With 9 session days left, what can Congress accomplish?
MANILA, Philippines (Updated) - Coming from a banner year, what measures will lawmakers manage to pass with only 9 session days left before Congress takes a break for the campaign season?
Speaker Feliciano "Sonny" Belmonte told reporters Tuesday, January 8, that he will meet with Senate leaders a week before lawmakers report back to work on January 21 to identify pending bills that will be prioritized for the last 3 weeks of session.
“We should make this our cue to remain focused on our goals and continue to remain in sync – with one another as legislators and with our people and their priorities," Belmonte said in a statement.
With almost 70 percent of representatives seeking re-election, it would be tough to muster a quorum. But Belmonte remained confident that they will meet their "targets" as solons have also "worked under tremendous time limitations in the past and have still managed to make significant gains."
Belmonte earlier appealed to his colleagues' "sense of patriotism" and urged them to show up in session.
Belmonte earlier said that the Freedom of Information (FOI) bill and the Anti-Trust measure will be among House's priority.
The Senate has already passed its version of the FOI bill -- which seeks to establish fast procedures in obtaining documents of high public interest -- but it has yet to be sponsored on the floor in the House.

# Problem statement
Answer these questions about the article on Congress's last session days:
1. On what date do lawmakers report back to work?
2. What share of representatives is seeking re-election?
3. Which two measures did Belmonte say would be among the House's priority?

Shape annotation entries
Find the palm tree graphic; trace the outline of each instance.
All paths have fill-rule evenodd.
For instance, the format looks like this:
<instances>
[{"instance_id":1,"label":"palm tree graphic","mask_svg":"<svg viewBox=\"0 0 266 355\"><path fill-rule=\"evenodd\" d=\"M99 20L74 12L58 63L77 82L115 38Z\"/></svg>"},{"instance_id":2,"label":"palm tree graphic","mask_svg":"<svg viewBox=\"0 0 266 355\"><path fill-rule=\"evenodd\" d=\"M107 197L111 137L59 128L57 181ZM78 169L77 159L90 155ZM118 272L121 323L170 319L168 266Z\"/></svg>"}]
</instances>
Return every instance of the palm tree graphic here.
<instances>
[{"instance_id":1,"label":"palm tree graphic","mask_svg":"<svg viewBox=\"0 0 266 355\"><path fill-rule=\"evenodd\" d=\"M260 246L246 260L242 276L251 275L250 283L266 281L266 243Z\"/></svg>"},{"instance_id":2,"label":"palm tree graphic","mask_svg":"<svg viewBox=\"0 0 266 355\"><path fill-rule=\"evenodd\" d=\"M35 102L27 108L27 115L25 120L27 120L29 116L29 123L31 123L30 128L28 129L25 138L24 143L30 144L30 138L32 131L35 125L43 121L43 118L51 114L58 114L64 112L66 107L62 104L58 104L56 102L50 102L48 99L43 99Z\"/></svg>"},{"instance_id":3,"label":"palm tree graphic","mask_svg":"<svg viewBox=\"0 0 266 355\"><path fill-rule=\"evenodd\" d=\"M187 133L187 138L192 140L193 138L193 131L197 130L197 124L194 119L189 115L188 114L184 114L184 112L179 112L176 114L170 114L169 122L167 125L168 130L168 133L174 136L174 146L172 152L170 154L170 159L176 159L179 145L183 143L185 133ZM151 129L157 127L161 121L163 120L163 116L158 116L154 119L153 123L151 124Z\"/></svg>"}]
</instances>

# Exercise response
1. January 21
2. Almost 70 percent
3. The Freedom of Information (FOI) bill and the Anti-Trust measure